### Required task:
Could you reproduce the rows beginning at the line that has "Would you kindly indicate the warehouse" and stopping after the line that has "Would you kindly indicate the concrete", substituting "pin" for "marker" and leaving everything else the same?

### Extracted records:
──────

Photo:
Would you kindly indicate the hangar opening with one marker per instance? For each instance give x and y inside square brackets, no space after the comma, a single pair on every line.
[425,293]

──────

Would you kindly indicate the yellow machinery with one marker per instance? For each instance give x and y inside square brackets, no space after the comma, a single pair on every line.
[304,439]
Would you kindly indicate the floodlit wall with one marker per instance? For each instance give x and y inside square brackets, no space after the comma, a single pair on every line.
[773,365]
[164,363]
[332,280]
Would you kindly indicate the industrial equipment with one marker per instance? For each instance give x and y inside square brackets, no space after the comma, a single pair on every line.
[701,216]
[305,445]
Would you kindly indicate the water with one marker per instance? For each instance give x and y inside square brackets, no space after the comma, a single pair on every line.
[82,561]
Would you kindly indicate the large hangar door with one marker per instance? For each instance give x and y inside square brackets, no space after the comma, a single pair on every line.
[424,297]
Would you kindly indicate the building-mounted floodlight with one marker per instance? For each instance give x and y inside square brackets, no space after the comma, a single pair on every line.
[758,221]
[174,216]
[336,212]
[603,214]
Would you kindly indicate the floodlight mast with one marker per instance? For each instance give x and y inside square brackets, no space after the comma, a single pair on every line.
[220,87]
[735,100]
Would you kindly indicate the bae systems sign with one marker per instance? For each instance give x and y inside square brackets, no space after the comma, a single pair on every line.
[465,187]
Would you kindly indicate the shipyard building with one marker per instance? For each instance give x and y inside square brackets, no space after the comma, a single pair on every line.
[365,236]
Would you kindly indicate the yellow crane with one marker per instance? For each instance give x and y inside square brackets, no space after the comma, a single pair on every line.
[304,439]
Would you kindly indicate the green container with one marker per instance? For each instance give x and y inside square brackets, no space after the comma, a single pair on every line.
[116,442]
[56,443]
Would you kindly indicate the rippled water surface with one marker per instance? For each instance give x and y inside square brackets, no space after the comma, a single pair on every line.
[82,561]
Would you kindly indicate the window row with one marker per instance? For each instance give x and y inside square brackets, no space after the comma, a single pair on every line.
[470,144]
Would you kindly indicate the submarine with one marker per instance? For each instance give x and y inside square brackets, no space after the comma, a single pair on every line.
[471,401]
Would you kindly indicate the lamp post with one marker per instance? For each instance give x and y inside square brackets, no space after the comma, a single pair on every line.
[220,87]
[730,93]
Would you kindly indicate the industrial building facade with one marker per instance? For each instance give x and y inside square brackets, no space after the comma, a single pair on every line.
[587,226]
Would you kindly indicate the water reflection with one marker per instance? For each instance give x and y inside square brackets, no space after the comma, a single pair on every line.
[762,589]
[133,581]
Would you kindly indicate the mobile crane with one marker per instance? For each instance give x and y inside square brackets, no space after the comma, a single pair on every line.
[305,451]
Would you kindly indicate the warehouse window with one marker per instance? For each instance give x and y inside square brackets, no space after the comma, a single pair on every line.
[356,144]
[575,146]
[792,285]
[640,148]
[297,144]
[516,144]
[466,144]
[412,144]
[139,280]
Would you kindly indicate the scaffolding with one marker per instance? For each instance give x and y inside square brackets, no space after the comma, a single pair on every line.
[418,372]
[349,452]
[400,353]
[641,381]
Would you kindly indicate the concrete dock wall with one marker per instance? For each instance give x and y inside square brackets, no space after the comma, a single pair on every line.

──────

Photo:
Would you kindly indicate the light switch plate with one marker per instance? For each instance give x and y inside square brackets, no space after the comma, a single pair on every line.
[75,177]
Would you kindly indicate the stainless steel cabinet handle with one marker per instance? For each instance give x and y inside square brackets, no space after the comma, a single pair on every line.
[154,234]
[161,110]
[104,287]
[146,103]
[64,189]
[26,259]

──────

### Solved problem:
Would you kindly indicate the warehouse window with one pin per instance? For each instance give x and y inside square brackets, no space after the comma, a single pair on every line.
[356,144]
[575,146]
[792,285]
[640,148]
[297,144]
[516,144]
[466,144]
[412,144]
[139,280]
Would you kindly indicate the scaffolding with one pin per instance? For each instance give x and y inside square brackets, no space after the comma, a single pair on every line.
[418,372]
[349,452]
[400,353]
[641,381]
Would you kindly indicate the concrete dock wall with one pin per instance? For each instance give x and y inside square brackets, no space after the comma, a single pair on every line.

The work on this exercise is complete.